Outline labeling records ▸
========================

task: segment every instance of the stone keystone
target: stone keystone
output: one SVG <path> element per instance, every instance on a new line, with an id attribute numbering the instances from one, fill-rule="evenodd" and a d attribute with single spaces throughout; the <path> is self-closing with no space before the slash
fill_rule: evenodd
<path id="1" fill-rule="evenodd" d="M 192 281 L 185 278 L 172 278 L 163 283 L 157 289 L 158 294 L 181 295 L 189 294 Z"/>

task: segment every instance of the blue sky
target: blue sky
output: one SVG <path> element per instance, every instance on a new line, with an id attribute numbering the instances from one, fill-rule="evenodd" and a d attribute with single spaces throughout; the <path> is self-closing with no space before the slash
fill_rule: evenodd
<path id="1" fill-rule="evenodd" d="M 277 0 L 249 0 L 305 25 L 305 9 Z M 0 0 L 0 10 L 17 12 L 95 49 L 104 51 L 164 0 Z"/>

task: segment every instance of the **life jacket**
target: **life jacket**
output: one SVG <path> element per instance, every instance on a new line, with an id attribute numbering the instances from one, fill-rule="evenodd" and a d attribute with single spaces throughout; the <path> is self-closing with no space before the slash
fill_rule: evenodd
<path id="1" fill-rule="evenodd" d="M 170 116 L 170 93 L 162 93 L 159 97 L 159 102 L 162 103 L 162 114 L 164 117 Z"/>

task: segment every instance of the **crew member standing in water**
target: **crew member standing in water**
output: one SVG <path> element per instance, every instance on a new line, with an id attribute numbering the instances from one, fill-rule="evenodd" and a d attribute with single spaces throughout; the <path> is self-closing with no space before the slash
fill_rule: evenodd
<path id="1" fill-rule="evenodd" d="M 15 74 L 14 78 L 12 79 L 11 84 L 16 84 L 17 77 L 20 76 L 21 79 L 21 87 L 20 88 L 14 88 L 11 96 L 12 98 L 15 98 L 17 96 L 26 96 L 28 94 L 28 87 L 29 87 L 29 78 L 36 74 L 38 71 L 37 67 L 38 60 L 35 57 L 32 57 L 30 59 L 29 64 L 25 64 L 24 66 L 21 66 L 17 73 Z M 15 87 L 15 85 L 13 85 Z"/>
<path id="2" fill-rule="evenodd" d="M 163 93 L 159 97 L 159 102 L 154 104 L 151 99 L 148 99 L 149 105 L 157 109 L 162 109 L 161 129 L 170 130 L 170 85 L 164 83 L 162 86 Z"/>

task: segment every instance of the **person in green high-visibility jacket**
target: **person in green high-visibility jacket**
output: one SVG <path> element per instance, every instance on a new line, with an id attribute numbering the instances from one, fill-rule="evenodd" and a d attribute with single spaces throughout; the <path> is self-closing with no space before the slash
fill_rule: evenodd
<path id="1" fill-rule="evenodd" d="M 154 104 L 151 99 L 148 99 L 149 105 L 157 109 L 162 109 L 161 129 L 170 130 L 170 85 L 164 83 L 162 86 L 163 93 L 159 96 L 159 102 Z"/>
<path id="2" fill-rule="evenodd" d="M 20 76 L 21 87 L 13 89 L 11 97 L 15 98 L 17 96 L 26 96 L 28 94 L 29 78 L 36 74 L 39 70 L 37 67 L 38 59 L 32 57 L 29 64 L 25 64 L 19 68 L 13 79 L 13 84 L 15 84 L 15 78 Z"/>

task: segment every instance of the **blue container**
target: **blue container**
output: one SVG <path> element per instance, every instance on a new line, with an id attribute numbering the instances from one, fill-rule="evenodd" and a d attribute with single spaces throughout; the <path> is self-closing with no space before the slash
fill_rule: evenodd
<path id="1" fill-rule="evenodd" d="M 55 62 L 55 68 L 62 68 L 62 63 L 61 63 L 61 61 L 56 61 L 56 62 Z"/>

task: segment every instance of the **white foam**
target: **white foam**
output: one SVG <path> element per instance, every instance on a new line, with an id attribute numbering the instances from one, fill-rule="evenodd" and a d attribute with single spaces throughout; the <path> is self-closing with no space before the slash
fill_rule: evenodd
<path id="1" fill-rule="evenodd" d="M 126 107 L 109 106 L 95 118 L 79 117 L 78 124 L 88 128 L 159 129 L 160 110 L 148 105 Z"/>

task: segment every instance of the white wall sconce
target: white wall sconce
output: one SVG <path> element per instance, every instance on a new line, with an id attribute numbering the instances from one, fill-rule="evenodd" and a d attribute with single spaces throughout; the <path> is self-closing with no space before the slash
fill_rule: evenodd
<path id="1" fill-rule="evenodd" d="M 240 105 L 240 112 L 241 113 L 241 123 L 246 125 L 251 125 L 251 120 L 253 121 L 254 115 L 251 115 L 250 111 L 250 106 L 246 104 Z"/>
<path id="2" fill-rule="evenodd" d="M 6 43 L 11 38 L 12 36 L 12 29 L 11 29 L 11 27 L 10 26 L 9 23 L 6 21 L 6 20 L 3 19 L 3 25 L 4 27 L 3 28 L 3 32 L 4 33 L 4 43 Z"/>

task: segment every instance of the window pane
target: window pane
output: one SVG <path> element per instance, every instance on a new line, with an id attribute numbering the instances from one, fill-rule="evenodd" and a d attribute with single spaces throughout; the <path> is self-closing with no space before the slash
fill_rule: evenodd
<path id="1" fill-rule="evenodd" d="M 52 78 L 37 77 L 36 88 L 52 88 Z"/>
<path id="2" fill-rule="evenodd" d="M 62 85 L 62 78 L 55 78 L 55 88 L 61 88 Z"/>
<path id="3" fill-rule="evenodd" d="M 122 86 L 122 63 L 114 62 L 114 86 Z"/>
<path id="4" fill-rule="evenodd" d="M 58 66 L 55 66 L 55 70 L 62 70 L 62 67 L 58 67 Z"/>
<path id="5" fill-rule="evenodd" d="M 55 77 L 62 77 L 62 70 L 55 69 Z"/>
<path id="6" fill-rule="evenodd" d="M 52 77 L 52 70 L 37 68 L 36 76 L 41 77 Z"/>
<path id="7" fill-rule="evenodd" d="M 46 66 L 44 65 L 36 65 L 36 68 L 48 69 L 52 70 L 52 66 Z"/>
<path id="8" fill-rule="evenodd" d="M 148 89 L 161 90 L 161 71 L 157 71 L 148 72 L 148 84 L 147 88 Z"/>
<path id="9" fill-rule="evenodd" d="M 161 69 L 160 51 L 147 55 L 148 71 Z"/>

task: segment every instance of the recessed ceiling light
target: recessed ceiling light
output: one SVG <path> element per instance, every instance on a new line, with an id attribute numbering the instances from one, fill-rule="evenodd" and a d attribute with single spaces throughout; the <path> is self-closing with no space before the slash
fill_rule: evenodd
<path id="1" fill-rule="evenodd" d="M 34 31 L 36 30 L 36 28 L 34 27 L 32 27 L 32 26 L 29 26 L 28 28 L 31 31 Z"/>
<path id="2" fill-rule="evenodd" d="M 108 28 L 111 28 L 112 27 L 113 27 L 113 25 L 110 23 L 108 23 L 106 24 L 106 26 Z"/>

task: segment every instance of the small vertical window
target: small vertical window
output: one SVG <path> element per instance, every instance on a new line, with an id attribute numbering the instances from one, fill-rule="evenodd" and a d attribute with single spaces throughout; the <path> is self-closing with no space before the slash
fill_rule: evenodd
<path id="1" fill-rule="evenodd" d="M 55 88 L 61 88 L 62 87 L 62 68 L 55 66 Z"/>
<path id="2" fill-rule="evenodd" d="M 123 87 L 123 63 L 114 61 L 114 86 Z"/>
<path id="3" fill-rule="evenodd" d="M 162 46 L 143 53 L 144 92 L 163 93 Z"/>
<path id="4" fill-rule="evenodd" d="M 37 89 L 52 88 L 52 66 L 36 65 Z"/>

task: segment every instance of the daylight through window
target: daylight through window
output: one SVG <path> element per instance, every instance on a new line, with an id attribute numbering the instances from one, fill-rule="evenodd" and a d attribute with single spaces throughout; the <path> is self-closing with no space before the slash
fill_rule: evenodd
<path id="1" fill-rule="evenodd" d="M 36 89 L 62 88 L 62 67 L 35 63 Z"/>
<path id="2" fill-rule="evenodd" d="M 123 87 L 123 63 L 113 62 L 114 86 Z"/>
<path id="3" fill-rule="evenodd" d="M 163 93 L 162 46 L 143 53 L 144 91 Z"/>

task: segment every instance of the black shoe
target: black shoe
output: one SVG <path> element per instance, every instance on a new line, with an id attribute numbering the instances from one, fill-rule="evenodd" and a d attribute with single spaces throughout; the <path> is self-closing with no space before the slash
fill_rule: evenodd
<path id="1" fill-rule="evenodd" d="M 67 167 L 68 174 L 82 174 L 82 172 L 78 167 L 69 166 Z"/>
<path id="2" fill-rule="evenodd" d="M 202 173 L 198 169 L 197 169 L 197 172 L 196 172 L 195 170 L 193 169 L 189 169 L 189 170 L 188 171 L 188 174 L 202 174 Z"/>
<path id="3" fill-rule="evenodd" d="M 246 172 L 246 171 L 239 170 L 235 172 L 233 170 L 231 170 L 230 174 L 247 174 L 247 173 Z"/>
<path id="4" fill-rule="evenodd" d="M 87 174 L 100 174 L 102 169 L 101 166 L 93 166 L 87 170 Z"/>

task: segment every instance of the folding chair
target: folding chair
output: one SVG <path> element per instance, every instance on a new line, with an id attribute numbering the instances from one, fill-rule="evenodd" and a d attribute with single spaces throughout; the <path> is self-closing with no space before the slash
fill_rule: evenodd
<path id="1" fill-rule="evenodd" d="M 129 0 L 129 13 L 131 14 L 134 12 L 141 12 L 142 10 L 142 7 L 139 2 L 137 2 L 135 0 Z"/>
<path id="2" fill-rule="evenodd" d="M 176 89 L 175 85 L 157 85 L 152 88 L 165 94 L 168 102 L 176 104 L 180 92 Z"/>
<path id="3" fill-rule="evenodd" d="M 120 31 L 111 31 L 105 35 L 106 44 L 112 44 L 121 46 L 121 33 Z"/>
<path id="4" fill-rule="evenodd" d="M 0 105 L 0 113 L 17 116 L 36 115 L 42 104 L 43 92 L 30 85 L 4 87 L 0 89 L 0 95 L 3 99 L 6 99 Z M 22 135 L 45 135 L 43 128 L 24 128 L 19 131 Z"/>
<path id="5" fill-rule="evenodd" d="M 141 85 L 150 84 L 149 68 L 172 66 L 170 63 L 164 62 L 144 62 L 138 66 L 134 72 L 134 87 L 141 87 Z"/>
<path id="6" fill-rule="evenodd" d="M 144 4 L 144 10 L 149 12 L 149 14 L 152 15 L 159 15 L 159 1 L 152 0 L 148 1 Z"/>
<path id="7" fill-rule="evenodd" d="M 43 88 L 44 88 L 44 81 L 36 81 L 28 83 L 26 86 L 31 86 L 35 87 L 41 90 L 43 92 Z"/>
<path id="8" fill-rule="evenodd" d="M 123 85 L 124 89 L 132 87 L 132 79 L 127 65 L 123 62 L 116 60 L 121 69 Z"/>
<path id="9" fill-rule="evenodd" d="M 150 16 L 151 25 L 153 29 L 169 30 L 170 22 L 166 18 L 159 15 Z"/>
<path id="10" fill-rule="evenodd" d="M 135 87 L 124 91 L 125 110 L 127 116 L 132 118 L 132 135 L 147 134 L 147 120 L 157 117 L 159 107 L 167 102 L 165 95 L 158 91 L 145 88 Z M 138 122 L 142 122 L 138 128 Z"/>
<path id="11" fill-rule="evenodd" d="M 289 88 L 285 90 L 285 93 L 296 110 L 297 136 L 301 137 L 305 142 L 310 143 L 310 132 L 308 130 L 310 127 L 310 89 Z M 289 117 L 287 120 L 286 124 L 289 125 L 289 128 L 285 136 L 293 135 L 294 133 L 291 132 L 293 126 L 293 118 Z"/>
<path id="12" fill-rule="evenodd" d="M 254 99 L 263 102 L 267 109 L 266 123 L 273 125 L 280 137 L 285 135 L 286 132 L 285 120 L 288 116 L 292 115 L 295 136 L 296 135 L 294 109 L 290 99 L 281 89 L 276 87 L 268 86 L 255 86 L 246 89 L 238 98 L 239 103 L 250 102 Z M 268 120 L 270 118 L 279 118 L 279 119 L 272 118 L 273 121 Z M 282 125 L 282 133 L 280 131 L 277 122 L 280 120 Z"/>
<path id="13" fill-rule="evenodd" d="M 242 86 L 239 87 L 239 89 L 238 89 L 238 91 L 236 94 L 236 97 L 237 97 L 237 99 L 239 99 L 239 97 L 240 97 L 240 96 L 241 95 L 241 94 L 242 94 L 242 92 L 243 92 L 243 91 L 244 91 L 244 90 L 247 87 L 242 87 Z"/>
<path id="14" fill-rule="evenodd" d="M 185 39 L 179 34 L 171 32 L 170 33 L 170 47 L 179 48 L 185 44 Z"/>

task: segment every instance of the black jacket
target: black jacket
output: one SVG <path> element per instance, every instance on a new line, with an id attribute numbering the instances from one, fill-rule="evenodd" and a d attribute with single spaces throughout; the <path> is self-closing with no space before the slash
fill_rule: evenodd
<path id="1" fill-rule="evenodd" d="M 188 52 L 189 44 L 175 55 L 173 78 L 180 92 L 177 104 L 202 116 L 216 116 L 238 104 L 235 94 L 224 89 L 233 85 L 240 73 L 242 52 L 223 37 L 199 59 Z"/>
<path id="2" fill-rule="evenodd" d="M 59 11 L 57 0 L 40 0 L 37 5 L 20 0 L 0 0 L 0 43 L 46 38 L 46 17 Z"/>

========================

Instructions for the task ▸ Reproduce the records verbatim, beginning at the line containing "task: segment every instance of the white" and ending with the line containing "6 43 L 11 38".

Exercise solution ▸
task: segment every instance of the white wall sconce
target: white wall sconce
output: one SVG <path> element per instance, every instance on a new line, with an id attribute numbering the instances from one, fill-rule="evenodd" and a d attribute with single spaces throughout; the <path> is self-closing with no space before the slash
fill_rule: evenodd
<path id="1" fill-rule="evenodd" d="M 240 105 L 240 112 L 241 113 L 241 123 L 246 125 L 251 125 L 251 120 L 253 121 L 254 115 L 251 115 L 250 111 L 250 106 L 246 104 Z"/>
<path id="2" fill-rule="evenodd" d="M 6 43 L 11 38 L 12 36 L 12 29 L 11 29 L 11 27 L 10 26 L 9 23 L 6 21 L 6 20 L 3 19 L 3 25 L 4 27 L 3 28 L 3 32 L 4 33 L 4 43 Z"/>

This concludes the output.